→ **Work required**: Find every line in the material below that contains the word "distant" and copy each one. Case counts.

---------- Given records

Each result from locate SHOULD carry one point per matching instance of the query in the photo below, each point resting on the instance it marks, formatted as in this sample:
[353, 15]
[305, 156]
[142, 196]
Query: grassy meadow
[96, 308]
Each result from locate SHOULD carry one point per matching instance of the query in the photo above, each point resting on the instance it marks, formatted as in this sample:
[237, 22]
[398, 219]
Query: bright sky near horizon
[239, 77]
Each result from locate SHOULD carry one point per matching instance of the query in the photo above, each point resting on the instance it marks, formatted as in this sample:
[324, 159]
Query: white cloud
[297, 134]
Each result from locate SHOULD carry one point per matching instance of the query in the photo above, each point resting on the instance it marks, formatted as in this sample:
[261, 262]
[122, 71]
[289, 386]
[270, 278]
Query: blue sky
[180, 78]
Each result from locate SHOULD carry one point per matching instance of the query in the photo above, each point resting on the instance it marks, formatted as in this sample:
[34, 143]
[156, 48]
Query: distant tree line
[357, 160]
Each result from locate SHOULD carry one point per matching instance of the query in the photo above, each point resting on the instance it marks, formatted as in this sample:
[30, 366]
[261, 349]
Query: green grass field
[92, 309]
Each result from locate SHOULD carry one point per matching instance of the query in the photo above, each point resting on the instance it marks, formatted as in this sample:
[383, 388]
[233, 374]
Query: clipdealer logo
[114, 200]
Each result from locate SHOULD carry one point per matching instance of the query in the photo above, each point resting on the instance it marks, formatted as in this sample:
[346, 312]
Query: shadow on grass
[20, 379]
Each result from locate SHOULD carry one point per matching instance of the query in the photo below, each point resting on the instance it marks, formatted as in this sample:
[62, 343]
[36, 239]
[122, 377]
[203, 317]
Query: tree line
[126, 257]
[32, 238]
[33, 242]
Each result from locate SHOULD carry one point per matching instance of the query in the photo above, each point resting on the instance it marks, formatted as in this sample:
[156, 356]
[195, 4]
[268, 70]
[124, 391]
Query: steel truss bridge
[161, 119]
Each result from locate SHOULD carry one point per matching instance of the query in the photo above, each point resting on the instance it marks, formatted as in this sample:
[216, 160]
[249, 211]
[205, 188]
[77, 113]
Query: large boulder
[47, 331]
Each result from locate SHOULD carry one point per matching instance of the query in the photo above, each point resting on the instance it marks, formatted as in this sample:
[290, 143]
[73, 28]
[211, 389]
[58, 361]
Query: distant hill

--------------------

→ **Task result**:
Query: distant tree line
Query: distant hill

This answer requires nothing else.